Collection entries:
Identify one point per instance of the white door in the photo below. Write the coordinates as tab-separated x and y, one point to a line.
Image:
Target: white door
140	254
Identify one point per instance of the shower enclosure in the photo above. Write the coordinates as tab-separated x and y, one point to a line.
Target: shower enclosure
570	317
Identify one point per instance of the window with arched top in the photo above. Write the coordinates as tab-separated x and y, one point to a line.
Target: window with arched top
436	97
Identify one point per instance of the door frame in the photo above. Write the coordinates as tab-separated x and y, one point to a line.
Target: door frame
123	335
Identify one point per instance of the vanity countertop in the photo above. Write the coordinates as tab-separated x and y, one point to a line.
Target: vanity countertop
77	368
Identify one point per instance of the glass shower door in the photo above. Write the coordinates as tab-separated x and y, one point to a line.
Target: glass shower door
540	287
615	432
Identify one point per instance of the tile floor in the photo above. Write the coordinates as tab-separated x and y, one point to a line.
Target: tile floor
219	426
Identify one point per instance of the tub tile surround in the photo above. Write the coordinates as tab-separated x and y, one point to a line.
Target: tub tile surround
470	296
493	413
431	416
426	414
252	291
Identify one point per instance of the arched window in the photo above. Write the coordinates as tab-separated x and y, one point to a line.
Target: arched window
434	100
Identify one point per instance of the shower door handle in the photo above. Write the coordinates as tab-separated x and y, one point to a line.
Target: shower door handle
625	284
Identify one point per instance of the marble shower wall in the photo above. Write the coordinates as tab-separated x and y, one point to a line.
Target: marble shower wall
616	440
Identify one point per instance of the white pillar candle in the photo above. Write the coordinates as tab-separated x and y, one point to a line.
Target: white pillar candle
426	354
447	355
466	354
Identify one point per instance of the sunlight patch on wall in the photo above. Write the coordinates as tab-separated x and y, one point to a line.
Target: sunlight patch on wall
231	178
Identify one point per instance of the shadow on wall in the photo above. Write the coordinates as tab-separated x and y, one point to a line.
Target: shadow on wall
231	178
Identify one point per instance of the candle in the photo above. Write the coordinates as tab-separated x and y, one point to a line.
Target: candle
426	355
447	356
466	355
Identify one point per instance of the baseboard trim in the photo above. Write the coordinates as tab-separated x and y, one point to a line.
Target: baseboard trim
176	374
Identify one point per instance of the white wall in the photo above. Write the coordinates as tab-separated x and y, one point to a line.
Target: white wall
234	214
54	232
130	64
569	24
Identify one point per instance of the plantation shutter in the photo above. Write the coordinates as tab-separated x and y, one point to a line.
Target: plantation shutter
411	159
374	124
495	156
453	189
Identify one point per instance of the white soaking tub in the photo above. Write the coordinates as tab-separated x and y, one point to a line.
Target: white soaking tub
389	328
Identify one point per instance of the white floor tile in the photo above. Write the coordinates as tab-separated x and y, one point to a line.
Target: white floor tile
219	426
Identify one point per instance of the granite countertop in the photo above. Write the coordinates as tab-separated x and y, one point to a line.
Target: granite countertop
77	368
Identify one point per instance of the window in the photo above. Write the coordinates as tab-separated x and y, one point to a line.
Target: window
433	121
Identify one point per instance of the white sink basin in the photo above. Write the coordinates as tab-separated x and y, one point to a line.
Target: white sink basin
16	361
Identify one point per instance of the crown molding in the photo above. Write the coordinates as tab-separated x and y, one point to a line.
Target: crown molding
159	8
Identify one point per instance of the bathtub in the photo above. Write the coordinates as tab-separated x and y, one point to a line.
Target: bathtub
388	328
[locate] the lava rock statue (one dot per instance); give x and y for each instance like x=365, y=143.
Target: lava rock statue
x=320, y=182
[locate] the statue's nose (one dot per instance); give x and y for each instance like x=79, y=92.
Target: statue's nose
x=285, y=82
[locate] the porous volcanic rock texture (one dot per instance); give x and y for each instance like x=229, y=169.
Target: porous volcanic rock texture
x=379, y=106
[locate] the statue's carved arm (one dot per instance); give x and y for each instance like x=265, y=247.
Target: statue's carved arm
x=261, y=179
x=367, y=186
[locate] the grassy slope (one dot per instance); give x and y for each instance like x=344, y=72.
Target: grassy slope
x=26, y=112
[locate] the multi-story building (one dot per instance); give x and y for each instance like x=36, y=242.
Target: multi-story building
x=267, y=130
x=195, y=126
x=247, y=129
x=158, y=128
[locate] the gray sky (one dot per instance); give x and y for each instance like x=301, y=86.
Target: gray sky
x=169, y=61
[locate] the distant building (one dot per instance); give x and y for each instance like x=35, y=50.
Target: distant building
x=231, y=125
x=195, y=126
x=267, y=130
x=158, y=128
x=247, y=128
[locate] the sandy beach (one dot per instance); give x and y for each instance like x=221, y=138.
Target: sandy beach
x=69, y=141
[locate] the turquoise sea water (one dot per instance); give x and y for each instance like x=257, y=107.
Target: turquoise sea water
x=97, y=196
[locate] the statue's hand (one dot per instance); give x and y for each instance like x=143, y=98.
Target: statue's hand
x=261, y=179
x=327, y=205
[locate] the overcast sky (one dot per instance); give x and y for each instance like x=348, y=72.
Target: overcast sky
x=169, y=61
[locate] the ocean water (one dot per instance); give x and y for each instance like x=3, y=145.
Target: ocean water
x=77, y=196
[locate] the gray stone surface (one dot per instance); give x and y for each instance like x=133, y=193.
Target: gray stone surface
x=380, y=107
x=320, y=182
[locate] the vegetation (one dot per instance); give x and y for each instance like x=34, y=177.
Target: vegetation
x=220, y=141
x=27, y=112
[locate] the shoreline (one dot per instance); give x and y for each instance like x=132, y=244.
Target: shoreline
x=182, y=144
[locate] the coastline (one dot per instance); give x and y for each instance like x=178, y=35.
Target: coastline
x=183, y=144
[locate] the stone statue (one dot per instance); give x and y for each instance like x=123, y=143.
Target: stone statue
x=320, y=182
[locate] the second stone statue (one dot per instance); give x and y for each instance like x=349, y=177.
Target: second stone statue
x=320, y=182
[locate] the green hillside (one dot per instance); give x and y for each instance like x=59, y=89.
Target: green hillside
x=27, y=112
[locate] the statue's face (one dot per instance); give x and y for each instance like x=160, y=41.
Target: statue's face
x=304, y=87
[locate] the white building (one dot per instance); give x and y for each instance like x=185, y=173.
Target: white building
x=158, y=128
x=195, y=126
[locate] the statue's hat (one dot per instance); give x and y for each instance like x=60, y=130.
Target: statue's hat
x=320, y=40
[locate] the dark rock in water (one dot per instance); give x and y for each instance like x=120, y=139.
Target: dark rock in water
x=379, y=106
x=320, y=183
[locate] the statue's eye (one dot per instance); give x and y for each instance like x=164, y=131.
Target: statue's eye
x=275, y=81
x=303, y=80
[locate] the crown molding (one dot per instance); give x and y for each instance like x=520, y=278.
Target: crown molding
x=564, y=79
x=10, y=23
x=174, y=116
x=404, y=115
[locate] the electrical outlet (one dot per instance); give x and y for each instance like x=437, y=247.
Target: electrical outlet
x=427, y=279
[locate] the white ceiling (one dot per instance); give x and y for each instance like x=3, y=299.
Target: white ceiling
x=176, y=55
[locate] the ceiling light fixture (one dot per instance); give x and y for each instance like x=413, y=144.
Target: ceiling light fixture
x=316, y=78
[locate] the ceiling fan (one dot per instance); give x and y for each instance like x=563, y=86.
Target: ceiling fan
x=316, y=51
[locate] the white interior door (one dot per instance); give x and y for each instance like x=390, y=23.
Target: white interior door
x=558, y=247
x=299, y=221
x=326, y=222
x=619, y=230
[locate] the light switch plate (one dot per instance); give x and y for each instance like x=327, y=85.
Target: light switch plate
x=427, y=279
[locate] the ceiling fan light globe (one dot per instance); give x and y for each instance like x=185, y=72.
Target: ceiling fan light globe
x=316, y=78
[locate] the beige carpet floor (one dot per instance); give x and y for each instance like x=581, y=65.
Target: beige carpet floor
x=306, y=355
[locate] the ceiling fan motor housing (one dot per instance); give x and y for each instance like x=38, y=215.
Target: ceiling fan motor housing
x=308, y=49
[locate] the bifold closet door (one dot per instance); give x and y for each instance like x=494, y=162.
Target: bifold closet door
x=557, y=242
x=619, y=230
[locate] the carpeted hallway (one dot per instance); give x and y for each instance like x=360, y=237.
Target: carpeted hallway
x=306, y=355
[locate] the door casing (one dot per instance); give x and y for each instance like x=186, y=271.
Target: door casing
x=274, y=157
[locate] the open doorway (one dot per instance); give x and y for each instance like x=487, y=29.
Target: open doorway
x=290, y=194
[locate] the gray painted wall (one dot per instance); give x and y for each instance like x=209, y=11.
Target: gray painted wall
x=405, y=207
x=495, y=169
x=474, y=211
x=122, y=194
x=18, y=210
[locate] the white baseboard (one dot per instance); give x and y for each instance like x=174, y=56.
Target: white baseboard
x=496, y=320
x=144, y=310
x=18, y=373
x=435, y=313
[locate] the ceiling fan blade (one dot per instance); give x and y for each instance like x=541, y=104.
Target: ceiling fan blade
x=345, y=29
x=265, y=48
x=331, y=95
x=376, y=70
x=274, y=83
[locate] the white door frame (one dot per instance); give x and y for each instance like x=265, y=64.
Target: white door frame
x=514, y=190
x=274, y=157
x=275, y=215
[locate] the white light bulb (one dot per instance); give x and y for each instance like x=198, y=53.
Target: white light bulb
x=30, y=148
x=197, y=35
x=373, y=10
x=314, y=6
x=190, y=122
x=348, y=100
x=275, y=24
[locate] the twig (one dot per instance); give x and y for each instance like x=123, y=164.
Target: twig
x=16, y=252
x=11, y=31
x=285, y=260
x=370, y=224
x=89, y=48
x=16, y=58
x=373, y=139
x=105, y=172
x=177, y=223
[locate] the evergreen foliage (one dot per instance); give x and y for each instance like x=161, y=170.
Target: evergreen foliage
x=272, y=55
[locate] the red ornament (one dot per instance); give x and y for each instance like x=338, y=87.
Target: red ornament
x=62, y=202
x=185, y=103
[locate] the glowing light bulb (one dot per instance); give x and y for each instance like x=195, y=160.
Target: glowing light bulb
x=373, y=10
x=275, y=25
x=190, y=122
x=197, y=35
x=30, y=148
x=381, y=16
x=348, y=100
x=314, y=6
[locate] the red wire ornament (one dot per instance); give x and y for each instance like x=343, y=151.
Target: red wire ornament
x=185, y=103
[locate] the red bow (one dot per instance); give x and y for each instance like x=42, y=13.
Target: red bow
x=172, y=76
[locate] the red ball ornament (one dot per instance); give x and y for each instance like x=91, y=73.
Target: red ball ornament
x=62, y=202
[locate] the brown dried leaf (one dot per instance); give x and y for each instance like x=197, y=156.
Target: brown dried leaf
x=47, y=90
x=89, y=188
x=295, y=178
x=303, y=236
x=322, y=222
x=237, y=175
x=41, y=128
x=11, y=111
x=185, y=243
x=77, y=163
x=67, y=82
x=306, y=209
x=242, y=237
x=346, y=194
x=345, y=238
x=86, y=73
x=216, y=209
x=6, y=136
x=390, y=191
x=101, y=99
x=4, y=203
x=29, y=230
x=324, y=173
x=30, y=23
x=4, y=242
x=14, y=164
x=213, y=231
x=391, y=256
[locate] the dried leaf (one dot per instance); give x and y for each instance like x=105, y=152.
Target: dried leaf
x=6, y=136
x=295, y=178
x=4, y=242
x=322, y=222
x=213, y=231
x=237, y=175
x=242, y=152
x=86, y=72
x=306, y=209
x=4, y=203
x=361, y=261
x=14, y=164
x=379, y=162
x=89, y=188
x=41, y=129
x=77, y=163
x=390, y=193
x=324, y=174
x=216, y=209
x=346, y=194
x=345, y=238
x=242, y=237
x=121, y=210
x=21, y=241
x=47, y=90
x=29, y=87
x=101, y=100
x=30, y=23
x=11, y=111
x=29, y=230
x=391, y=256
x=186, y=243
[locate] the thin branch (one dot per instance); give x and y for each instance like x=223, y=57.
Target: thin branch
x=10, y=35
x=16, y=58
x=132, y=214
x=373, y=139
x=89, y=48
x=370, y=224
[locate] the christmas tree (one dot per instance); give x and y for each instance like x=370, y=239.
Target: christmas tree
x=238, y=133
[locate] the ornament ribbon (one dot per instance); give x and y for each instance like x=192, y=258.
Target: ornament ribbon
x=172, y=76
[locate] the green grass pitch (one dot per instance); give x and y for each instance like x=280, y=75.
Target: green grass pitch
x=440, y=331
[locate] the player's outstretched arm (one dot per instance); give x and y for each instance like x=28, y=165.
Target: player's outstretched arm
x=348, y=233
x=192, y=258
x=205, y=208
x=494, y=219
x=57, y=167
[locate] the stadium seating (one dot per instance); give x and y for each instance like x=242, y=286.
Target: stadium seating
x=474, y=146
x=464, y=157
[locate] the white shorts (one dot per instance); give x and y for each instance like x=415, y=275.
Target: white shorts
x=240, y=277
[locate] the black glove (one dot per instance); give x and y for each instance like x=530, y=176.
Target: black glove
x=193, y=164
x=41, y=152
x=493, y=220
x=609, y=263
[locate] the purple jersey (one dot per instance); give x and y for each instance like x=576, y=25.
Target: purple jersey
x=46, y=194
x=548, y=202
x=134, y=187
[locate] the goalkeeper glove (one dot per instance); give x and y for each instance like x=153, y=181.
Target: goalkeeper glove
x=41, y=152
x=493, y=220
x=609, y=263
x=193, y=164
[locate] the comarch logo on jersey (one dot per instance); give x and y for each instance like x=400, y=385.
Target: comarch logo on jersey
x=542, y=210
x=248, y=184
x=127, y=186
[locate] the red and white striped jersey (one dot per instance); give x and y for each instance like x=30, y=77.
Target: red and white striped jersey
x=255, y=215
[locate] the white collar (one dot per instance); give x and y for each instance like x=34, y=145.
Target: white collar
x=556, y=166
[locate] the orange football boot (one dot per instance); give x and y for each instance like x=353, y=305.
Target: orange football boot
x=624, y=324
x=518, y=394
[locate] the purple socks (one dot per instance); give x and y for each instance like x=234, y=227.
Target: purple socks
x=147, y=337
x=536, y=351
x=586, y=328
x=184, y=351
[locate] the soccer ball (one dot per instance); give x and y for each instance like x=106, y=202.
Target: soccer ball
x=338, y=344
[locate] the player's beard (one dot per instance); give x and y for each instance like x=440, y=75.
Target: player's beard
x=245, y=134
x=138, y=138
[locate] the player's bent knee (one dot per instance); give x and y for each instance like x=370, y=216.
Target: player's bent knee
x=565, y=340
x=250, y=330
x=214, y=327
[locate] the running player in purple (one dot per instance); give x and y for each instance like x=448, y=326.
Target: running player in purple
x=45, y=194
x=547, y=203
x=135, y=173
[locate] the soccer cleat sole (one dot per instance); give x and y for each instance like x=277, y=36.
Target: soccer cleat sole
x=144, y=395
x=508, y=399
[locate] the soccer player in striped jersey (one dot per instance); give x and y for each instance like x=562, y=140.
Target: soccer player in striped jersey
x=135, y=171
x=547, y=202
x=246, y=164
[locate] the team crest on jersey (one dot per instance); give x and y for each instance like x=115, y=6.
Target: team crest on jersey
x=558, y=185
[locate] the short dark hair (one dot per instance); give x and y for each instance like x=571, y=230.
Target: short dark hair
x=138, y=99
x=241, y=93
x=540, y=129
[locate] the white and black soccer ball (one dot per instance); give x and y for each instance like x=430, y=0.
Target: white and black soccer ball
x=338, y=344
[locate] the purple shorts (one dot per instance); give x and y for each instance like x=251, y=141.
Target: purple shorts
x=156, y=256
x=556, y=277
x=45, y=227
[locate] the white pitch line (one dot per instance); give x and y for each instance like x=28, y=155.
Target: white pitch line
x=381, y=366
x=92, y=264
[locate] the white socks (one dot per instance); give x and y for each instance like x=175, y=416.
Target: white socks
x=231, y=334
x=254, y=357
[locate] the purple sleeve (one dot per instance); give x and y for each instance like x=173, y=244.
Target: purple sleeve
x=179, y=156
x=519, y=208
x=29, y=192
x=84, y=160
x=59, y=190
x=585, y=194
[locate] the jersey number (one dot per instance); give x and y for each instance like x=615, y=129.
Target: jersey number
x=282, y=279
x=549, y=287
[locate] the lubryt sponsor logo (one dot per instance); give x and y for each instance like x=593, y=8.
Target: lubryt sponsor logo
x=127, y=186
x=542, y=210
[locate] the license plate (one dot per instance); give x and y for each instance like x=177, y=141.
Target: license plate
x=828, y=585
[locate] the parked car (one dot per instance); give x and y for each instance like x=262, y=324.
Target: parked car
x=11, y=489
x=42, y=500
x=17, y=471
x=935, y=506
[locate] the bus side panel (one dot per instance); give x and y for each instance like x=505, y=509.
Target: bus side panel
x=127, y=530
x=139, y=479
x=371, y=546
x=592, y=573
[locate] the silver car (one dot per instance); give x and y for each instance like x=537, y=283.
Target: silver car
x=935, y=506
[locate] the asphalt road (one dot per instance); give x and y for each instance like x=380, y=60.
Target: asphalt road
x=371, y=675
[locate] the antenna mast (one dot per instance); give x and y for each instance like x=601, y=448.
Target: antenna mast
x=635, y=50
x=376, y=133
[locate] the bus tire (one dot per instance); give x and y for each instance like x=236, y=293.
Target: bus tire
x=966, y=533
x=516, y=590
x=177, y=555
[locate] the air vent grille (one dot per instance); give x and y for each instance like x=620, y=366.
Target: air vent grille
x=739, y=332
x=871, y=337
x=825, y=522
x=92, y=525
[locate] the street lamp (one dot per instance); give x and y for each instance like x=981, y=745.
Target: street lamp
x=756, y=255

▶ [Problem to solve]
Take the part of the material above that starts with the line containing "[locate] the dark" and ends with the line containing "x=320, y=183", and give it as a JSON list of strings with one string per line and blank lines dropped.

▶ [Task output]
[
  "[locate] the dark rock in water (one dot per instance); give x and y for each instance like x=120, y=139.",
  "Target: dark rock in water",
  "x=379, y=106",
  "x=320, y=183"
]